## Dataset content
************

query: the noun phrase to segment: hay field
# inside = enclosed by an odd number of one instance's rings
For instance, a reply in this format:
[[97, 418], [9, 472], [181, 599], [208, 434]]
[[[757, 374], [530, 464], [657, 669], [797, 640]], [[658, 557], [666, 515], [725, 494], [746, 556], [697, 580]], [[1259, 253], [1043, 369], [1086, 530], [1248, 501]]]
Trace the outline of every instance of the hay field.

************

Reproduce every line of the entries above verbatim, with nothing added, dropped, or altered.

query: the noun phrase to segment: hay field
# inside = enclosed by an odd number of one instance's rings
For instance, a reply in this format:
[[97, 418], [9, 472], [181, 599], [208, 434]]
[[[757, 374], [530, 464], [657, 669], [797, 640]], [[658, 557], [666, 515], [725, 494], [746, 556], [697, 580]], [[1259, 253], [1043, 369], [1086, 530], [1248, 501]]]
Trace the outline of every instance of the hay field.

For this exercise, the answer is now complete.